YOUR GOAL:
Find the word "stone" in the records below. List each line containing it.

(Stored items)
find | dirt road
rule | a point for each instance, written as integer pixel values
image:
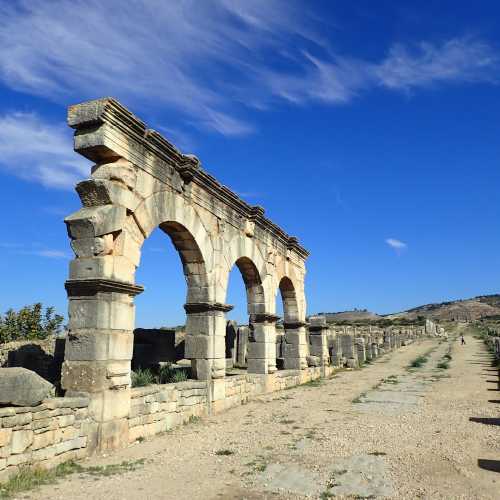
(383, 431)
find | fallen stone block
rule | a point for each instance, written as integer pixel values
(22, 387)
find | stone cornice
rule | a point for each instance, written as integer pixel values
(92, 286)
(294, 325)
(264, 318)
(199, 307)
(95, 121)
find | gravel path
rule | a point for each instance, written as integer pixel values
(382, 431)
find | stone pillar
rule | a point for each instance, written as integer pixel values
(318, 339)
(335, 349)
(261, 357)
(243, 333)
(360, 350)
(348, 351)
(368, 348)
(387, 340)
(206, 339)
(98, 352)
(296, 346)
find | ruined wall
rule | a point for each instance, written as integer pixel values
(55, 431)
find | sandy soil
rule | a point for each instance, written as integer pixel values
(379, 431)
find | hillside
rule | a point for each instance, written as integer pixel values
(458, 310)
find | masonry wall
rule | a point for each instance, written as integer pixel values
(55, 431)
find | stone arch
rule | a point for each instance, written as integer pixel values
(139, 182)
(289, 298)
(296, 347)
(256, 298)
---
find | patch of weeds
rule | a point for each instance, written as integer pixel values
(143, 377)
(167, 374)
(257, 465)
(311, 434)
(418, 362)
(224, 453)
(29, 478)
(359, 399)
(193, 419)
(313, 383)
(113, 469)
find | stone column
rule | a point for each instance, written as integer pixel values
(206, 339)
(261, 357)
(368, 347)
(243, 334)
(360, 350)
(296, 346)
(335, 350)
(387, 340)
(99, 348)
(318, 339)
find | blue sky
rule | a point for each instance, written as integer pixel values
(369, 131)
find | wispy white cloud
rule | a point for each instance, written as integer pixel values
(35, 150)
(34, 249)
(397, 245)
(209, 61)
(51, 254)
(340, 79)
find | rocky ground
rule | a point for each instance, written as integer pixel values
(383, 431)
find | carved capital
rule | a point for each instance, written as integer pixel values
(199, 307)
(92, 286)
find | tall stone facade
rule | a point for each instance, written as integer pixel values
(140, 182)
* * *
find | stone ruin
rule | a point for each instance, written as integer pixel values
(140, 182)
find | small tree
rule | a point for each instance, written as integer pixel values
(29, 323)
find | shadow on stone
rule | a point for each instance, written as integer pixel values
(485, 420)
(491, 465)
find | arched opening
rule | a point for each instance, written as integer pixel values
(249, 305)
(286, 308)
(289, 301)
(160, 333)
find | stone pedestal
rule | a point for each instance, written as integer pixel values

SOLUTION TO THIS PROBLEM:
find | fallen stone block
find | stone cornice
find | stone pillar
find | stone arch
find | stone column
find | tall stone facade
find | stone ruin
find | shadow on stone
find | stone pedestal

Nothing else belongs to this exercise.